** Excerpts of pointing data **
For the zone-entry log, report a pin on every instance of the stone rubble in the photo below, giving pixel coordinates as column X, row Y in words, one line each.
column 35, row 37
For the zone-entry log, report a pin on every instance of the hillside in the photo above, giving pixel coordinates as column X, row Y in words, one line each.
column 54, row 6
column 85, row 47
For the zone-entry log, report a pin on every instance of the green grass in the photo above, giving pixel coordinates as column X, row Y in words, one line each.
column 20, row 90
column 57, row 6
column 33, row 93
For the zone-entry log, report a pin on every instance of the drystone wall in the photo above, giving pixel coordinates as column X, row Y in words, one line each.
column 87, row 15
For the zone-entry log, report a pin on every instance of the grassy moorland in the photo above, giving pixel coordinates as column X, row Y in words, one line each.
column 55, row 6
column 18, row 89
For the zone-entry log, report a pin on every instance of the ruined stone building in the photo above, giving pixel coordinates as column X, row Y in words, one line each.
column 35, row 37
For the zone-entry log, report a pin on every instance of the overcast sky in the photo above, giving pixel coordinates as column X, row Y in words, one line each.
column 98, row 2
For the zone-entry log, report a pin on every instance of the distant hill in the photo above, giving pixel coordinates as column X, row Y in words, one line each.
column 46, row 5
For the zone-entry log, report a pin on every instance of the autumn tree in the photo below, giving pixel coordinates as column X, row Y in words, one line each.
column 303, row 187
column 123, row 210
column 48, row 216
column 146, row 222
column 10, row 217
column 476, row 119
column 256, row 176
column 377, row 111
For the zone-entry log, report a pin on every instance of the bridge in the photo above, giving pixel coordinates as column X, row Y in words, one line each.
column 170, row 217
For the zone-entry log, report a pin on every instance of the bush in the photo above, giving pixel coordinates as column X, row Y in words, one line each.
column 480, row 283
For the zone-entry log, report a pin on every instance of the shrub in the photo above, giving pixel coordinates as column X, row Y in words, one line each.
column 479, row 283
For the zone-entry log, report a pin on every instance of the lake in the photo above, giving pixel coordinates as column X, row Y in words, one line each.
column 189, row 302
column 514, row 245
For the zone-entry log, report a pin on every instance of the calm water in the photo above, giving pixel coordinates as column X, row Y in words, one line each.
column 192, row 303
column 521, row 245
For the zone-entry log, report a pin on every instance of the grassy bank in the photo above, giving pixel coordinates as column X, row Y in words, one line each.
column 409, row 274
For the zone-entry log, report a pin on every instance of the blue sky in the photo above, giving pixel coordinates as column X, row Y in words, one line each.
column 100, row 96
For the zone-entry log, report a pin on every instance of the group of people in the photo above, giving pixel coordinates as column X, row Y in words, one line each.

** Written instruction **
Copy the entries above again word for word, starting at the line that contains "of the blue" and ending at the final line, with both ends included.

** Response to this exercise **
For the zone-entry log, report a pin on every instance of the blue sky in the photo above, giving pixel coordinates as column X, row Y in words, one line each.
column 100, row 96
For the zone-entry log, report a pin on every instance of the group of people in the photo above, giving pixel coordinates as column X, row Y in words, one line each.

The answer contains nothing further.